▶ [Tasks and exercises]:
A - In the 2012 economic outlook, reproduce the text word for word, beginning at the words "Investment Adviser - The" and stopping after "shared inflation experience.".
B - Using the 2012 economic outlook, answer these questions:
(i) At roughly what pace is the US economy expected to expand in 2012?
(ii) What is named as an inevitable consequence of China's massive credit stimulus programme?
(iii) What appears to be the present US policy focus?
C - List every ground the 2012 economic outlook gives for expecting further encouraging news on the US economy.

▶ [Passage given]:

Investment Adviser - The Global Economy into 2012
Whilst there was an essential commonality of policy response to the Great Financial Crisis (GFC) of 2008-09, there now appears to be a rather broad range of policy focus amongst the world’s leading economies. That is either because the various economic groupings are facing different challenges, or else are choosing to tackle a similar problem with alternative policies. Consequently, we expect to see differing growth trajectories across economies, but a shared inflation experience.
The hit to the global economy and financial system in the wake of the Lehman’s collapse saw output and trade levels plunge globally. Authorities the world over faced a common challenge and responded in a universal manner: ample liquidity was provided to make sure that the financial system didn’t seize up altogether; interest rates were slashed to a minimum to underpin demand; and governments adopted aggressive public spending programmes to fill the gap left by the slump in private sector demand.
A legacy of that 2008-09 policy response, however, was a significant ratcheting up in the level of public debt, and this has helped to shape the major challenge facing many economies today. For some countries, the efforts to cope with the GFC also resulted in upward inflationary pressures. In China bad debts were an inevitable consequence of the massive credit stimulus programme. Consequently, unlike the response to the GFC, the future policy stance of the various economies will differ according to their priorities. So, what are likely to be the key features of the global economy going into 2012?
Quite apart from it being an election year, the US appears to have opted to try to grow its way out of debt, at least for the time being – getting the level of unemployment down appears to be the present policy focus. Consequently, any signs of a meaningful economic slowdown are likely to elicit another round of Quantitative Easing (QE). So far, there seems to be little likelihood that the US will slip back into recession, barring a major financial blow-out in Europe.
After a sluggish first half of the year, the US economy rebounded more forcefully in Q3. Temporary negative factors, including high commodity prices and the supply-chain problems following the Japanese disaster, faded going into the second half of the year. Added to that, lower bond yields boosted mortgage refinancing activity and consumer demand. Moreover, there are good grounds for expecting further encouraging news. We have still to see the full impact of the recovery in auto sales, underlying durable goods orders are firm, inventory levels are low and there appear to be some stirrings in the housing market. Job creation, although not yet sufficient to make serious inroads into the high level of unemployment, seems to be picking up from a mid-year stall. The US economy looks likely to continue to expand in 2012, albeit at a sub-trend pace of around 2.5%.

▶ [Provided data]:

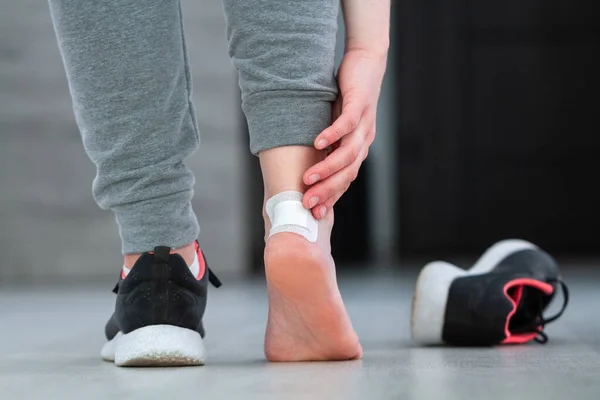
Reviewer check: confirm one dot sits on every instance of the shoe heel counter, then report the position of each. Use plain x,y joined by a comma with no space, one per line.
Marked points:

▶ [Task solutions]:
A -
Investment Adviser - The Global Economy into 2012
Whilst there was an essential commonality of policy response to the Great Financial Crisis (GFC) of 2008-09, there now appears to be a rather broad range of policy focus amongst the world’s leading economies. That is either because the various economic groupings are facing different challenges, or else are choosing to tackle a similar problem with alternative policies. Consequently, we expect to see differing growth trajectories across economies, but a shared inflation experience.

B -
(i) Around 2.5%, a sub-trend pace.
(ii) Bad debts.
(iii) Getting the level of unemployment down.

C -
- The full impact of the recovery in auto sales has still to be seen.
- Underlying durable goods orders are firm.
- Inventory levels are low.
- There appear to be some stirrings in the housing market.